Data: 2003-10-20 07:41:05
Temat: Re: Podejmowanie waznych decyzji
Od: "Hermiona" <k...@u...edu.pl>
Pokaż wszystkie nagłówki
Użytkownik "Dunia" <d...@n...net> napisał w wiadomości
news:03101615144639@polnews.pl...
> Katarzyna Kulpa napisala:
> >
>> Ja tak nie sadze. Wrecz przeciwnie - jesli interesuje nas wiele rzeczy,
mamy o
> wiele wieksza szanse na rozwoj. Nie umiem wymienic, ile rzeczy
interesowalo
> mnie w zyciu, ilu sportow, kolek zainteresowan itp itd zaliczylam ;) Czesc
z
> tych zainteresowan pozostala do dzis, wiekszosc przeminela, pozostawiajac
> jednakze po sobie spora dawke wiedzy ogolnej, co uwazam za swoja mocna
strone.
>
Moi rodzice byli otwarci na nasze zainteresowania, ale jednocześnie wymagali
pewnej konsekwencji. Tzn, chcesz grać na pianinie ? OK. Ale orzez rok
chodzisz i ćwiczysz. Za rok powiesz co dalej. Ten rok był ustalony
dlatego,aby w chwili zmęczenia, choroby, chwilowego zniechęcenia nie
rezygnowac od razu.
---*---
* _Krótkie ćwiczenie_
Sprawdź, czy każde z trzech stwierdzeń zgadza się z tekstem, i przy każdym odpowiedz „tak” lub „nie”, cytując dosłownie rozstrzygające słowa tekstu. 1. Rodzice osoby piszącej byli otwarci na zainteresowania dzieci. 2. Na naukę gry na pianinie wyznaczano okres pół roku. 3. Większość dawnych zainteresowań, o których mowa w cytowanym fragmencie, przetrwała do dziś.

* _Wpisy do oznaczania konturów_
---*---
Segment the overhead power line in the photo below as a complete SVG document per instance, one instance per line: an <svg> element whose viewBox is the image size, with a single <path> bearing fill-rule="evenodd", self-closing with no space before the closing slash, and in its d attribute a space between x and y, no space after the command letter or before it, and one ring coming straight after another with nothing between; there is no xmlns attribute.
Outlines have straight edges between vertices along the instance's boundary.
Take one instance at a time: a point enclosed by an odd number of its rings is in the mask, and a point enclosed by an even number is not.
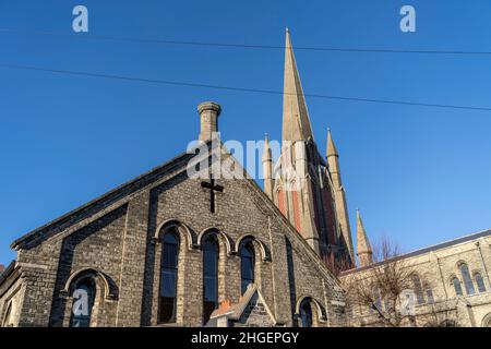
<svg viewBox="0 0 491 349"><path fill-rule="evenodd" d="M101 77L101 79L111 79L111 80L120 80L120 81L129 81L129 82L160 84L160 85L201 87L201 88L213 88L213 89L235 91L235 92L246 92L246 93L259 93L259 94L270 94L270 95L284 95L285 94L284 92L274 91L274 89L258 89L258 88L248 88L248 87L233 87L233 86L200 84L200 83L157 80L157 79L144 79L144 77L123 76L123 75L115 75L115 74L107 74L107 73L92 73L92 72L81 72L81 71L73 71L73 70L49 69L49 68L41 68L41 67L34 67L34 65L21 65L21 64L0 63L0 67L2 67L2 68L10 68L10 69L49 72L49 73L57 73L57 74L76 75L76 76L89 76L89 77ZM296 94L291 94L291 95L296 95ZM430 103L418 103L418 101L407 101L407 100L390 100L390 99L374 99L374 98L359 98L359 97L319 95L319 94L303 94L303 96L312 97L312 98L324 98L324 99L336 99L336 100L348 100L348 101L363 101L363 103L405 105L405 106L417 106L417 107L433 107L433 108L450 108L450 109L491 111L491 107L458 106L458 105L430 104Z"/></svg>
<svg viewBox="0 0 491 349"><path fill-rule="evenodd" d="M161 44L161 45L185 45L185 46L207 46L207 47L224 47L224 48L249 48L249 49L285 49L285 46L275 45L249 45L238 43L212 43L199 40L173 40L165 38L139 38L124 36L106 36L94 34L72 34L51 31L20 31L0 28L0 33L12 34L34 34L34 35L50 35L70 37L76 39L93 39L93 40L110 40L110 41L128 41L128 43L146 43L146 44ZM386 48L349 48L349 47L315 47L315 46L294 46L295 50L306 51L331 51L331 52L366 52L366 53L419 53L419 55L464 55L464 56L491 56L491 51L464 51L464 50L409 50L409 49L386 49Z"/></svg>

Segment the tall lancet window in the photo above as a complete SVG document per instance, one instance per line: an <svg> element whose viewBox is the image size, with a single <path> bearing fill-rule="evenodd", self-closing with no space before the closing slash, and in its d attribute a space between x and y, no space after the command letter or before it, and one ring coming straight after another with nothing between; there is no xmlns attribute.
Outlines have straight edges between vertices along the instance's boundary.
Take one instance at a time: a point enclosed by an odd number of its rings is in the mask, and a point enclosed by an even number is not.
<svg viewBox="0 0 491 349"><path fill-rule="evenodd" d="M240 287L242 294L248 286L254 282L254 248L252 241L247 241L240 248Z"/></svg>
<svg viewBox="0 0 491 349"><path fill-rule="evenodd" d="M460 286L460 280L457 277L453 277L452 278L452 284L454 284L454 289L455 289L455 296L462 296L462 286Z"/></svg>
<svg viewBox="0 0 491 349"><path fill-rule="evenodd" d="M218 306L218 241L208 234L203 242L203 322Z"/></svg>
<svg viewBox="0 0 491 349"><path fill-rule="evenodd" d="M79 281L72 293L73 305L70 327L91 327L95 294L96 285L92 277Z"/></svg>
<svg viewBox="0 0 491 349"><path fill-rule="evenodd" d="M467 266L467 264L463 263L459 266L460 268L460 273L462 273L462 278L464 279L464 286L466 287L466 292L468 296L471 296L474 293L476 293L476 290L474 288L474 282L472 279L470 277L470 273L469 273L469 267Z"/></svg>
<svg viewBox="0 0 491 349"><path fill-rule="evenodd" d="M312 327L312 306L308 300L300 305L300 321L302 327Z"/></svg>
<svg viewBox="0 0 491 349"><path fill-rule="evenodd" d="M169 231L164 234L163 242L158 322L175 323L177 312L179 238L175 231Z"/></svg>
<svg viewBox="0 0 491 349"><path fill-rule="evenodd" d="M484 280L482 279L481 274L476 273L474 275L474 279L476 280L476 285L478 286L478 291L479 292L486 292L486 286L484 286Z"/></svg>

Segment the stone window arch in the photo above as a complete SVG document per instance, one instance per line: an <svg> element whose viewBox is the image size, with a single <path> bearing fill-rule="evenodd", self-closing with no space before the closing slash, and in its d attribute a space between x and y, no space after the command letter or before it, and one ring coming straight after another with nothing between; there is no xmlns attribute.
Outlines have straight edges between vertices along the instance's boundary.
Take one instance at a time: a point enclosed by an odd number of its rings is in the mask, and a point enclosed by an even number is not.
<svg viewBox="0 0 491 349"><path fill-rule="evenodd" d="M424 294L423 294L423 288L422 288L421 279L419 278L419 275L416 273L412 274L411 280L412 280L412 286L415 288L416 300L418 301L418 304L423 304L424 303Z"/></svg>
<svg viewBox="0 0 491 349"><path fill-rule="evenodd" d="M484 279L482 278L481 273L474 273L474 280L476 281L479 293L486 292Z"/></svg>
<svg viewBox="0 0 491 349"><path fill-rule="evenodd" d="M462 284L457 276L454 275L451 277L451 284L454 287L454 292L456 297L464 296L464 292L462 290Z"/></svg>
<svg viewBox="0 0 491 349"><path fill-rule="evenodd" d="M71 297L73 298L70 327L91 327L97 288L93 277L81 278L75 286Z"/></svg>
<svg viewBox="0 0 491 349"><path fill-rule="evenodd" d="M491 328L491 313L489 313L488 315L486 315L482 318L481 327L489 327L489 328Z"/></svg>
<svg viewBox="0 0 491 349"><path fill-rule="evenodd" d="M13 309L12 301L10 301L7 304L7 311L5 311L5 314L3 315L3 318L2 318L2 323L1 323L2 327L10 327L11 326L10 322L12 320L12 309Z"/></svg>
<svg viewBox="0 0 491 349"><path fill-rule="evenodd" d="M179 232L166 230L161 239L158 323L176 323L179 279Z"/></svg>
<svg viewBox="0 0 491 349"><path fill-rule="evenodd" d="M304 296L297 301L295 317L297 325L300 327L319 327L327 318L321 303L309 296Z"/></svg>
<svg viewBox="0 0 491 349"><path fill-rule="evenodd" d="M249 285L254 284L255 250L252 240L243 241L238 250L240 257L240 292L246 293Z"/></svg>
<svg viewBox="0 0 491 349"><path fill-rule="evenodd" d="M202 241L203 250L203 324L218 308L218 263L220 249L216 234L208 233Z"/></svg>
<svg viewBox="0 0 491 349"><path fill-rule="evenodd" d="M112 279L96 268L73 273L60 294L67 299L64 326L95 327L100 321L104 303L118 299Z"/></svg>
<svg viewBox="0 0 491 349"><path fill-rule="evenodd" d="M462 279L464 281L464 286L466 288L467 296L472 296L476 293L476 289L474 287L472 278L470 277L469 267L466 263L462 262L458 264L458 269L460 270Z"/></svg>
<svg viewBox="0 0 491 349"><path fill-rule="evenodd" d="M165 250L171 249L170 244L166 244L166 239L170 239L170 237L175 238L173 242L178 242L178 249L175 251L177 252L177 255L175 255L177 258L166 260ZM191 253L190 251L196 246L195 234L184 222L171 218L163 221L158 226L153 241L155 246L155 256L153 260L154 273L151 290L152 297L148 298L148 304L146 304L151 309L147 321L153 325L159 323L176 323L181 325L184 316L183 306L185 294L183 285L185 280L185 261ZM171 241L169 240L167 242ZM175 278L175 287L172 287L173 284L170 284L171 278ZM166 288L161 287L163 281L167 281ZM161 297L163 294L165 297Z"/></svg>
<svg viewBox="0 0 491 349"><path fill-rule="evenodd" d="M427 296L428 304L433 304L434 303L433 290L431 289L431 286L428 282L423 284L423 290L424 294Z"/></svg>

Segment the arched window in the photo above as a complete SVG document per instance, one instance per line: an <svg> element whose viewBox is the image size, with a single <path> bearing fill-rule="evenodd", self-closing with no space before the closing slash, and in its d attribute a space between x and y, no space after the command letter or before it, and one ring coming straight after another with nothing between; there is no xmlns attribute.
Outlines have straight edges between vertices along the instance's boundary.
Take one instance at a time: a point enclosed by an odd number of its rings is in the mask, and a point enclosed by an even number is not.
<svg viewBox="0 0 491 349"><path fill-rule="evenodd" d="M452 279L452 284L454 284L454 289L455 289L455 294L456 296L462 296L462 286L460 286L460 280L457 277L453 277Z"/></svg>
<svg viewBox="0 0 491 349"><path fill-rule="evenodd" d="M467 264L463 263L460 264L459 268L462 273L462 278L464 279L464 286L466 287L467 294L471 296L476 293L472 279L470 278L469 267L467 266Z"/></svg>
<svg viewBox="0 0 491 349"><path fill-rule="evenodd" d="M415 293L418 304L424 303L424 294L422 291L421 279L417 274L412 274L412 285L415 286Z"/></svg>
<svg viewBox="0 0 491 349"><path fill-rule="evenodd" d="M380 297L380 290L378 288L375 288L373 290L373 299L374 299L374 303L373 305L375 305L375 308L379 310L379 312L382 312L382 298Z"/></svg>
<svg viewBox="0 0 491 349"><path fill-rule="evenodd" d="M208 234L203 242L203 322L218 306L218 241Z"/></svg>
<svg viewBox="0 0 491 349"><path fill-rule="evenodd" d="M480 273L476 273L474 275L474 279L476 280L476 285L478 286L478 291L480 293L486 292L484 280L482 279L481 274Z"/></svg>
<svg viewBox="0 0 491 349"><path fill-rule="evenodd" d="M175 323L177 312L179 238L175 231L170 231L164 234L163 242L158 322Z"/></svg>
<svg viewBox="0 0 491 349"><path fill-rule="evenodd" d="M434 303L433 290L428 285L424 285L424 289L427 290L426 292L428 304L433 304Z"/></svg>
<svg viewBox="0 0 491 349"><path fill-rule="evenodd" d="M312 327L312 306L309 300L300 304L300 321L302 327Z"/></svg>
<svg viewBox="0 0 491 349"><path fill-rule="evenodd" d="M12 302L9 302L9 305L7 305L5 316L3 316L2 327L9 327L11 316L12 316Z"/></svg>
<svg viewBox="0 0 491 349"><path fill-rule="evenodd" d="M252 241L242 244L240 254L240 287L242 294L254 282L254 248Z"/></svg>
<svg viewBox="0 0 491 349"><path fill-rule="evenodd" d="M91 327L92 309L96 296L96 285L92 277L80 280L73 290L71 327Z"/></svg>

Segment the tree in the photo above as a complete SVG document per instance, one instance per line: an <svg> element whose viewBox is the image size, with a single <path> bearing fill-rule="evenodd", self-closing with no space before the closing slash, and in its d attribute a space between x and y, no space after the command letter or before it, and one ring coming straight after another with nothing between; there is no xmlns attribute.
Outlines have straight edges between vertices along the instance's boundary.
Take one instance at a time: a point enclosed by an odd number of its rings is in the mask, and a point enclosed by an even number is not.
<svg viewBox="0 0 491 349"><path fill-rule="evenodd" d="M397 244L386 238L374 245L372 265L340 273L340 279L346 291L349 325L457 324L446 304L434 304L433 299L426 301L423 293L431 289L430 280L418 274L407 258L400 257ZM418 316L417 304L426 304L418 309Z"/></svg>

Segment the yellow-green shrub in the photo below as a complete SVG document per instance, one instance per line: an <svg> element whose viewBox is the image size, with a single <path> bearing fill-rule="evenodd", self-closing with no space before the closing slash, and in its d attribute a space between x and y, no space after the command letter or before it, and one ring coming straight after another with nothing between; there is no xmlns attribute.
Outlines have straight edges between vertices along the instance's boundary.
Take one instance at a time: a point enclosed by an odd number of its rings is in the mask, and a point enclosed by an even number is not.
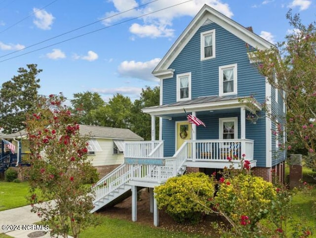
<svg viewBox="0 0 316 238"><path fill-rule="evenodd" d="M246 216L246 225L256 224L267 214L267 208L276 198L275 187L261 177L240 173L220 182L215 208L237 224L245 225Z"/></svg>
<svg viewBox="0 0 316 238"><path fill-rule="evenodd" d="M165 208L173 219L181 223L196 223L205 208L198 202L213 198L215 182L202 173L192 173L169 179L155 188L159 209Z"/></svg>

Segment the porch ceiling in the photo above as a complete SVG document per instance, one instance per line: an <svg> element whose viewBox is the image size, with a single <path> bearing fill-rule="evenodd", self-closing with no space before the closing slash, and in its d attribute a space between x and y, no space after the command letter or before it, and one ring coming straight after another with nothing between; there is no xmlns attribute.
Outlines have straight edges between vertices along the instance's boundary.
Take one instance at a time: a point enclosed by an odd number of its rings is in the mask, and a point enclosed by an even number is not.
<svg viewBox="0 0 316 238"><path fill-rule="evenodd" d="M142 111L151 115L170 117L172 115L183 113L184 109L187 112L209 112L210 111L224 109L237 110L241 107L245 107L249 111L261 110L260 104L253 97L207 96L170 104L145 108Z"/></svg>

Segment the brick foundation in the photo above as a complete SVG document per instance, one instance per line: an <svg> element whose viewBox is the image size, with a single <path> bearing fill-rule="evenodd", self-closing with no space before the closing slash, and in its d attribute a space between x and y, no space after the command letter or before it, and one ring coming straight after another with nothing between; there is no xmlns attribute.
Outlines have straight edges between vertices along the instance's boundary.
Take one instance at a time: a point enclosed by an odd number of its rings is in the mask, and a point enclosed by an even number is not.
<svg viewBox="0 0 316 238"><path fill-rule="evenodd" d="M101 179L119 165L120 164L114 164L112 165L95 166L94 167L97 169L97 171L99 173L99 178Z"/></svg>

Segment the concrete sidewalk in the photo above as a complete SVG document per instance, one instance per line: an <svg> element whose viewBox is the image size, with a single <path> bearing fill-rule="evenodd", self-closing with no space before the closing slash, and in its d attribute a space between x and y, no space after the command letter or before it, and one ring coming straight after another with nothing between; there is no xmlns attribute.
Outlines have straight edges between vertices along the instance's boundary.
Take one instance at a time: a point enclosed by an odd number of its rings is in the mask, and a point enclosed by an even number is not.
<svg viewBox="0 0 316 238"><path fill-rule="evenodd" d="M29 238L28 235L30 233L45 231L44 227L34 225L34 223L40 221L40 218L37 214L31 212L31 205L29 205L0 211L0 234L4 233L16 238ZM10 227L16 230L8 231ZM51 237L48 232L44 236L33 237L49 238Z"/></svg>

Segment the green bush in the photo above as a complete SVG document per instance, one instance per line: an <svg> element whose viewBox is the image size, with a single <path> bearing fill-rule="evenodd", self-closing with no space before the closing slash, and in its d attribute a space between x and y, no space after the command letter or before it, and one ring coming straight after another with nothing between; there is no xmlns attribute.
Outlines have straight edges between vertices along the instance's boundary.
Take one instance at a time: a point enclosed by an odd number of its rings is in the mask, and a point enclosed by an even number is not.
---*---
* _Odpowiedź do ćwiczenia_
1. Tak: „Moi rodzice byli otwarci na nasze zainteresowania”.
2. Nie: „Za rok powiesz co dalej.”
3. Nie: „wiekszosc przeminela”.